- [What to do]
Give back exactly the lines of the material below, starting with the line with "Practice step: find the arched" and going on through the line with "Practice step: find the firefighter".

- [Listed entries]

--------------------------------------------------

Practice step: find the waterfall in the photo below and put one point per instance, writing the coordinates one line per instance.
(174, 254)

--------------------------------------------------

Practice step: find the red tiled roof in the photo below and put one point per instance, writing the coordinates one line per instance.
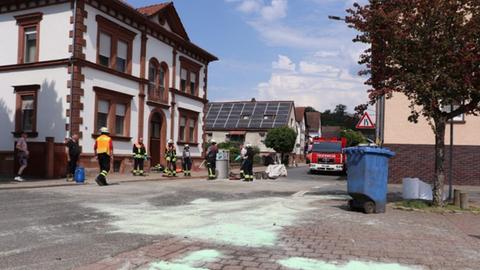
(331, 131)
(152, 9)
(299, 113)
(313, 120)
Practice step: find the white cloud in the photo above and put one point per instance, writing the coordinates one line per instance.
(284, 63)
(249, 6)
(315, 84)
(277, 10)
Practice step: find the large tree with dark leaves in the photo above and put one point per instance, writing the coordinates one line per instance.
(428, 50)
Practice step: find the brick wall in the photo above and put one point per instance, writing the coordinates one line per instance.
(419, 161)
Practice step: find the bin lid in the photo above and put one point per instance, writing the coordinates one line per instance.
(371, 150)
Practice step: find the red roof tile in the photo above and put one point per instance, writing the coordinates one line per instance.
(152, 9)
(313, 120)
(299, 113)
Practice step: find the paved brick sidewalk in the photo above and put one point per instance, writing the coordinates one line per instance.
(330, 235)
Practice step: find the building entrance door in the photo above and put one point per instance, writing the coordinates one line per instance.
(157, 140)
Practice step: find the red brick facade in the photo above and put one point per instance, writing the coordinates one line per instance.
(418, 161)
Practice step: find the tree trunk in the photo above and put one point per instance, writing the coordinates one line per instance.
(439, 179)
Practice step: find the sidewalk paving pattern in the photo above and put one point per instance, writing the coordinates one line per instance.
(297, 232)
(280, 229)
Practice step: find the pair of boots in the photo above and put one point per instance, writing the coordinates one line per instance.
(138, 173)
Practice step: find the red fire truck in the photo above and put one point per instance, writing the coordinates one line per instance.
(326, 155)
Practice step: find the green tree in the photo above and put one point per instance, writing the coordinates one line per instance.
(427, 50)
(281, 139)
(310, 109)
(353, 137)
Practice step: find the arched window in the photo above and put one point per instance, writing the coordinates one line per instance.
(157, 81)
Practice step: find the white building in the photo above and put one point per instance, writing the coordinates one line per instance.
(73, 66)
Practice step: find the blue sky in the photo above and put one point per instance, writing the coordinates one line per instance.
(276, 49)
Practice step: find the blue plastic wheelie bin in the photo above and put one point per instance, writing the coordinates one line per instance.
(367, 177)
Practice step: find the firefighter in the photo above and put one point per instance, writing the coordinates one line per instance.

--------------------------------------------------

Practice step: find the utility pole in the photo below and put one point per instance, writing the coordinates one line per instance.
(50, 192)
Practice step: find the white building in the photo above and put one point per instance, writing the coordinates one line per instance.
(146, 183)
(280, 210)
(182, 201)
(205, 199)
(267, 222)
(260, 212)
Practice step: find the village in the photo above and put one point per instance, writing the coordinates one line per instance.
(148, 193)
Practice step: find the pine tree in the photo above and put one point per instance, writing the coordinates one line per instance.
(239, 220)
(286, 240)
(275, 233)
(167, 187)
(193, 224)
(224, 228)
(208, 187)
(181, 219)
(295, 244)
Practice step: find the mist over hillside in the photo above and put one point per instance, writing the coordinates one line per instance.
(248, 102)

--------------------------------------------------

- [Finished exercise]
Practice step: find the arched window in the photo above and put one point per instance, writing the coordinates one line per instance.
(157, 81)
Practice step: find the white building in the photo above and put one point per instance, writing the coordinates one line per instance.
(73, 66)
Practice step: find the blue sky in the photo above and put one point per instance, writing the coordinates one line per instance.
(276, 49)
Practice step: find the blue plastic wheelie bin in the photo above and put one point per instance, writing the coordinates one line per instance.
(367, 177)
Practice step: find the firefighter in the photo above and put one point per instance, writing the coordinates one line per instance.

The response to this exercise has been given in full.